(Beginning of Selected text)

This New Year’s Day went down as one of the quietest ones in history.
While many people were at home celebrating with their families, many of the big cities around the world still had fireworks celebrations but without gatherings.
Restrictions were placed on New Year festivities around the world as many countries struggle to curb new spikes in coronavirus cases.
Fireworks displays and other public gatherings have been canceled from Sydney to New York. For the first time in decades, Times Square was closed to the public on New Year’s Eve. Instead, dozens of frontline workers and their families will be honored with spots near the stage.
Festivities are being particularly muted in Europe, amid fears over a new more contagious strain of the disease.
France has mobilized 100,000 police to break up New Year’s Eve parties and enforce a night-time curfew.
More than 1.8 million people have died of the virus across the world since the start of the pandemic a year ago. More than 81 million cases have been reported.
However, large crowds took to the streets at midnight on Friday in the central Chinese city of Wuhan, celebrating the arrival of 2021 after a year marred by a deadly pandemic that killed thousands there and required the city to be locked down between the end of January and early April.

(End of Selected text)
(Beginning of Given data)

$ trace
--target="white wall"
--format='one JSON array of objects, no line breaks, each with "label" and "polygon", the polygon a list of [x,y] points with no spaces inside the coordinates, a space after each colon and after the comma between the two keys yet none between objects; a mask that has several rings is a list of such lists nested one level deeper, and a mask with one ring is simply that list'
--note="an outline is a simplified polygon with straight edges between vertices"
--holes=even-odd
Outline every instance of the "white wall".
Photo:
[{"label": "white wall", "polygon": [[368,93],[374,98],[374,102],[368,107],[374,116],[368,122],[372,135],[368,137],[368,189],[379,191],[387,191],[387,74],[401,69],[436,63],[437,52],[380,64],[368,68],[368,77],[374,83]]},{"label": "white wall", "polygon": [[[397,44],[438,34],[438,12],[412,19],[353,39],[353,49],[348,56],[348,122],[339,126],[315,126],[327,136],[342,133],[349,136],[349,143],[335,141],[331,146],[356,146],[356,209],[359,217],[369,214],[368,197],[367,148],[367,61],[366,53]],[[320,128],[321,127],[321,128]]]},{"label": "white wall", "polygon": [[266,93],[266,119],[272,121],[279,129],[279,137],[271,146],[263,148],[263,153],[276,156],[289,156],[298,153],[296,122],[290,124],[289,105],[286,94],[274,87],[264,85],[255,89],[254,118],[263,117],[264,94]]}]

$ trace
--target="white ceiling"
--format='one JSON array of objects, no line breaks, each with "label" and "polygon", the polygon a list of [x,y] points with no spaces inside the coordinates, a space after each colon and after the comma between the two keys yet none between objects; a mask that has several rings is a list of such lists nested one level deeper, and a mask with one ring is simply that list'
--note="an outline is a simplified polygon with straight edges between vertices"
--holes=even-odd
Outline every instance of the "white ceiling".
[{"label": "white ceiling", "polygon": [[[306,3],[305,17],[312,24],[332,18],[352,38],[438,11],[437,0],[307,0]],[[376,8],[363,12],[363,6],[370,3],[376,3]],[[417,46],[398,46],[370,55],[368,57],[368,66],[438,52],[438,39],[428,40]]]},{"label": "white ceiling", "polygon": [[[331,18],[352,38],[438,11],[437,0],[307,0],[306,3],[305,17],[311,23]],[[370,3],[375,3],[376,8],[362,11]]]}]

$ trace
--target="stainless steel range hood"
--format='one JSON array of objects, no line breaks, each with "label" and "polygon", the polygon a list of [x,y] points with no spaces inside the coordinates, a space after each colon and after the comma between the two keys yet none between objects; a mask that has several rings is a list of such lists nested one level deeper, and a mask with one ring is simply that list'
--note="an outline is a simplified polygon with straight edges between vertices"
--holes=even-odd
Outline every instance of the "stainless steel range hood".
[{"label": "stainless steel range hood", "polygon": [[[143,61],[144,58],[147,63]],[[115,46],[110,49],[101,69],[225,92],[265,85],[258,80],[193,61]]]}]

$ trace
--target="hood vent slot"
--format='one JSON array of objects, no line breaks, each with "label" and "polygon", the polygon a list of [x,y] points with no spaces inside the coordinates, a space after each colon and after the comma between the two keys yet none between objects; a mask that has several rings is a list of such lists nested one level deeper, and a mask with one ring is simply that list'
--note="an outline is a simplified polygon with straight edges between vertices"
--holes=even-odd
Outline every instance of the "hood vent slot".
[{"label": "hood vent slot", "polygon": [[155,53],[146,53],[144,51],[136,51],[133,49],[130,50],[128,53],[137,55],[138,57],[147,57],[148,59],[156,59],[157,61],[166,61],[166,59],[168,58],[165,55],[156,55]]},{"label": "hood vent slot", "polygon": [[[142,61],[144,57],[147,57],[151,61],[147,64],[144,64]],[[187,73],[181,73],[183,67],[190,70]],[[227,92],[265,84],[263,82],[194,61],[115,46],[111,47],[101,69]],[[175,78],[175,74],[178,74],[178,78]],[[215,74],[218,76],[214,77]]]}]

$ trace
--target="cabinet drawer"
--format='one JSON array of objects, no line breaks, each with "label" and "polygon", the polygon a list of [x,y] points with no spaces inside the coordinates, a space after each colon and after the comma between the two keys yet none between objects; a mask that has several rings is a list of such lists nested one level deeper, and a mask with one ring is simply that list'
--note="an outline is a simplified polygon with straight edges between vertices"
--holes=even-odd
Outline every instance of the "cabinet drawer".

(End of Given data)

- What is needed
Answer these questions using the New Year's article:
(a) How many police did France mobilize to break up New Year's Eve parties?
(b) Who was to be honored with spots near the stage in Times Square?
(c) Between which times was Wuhan locked down?

- Response to the task
(a) France mobilized 100,000 police.
(b) Dozens of frontline workers and their families were to be honored with spots near the stage.
(c) Wuhan was locked down between the end of January and early April.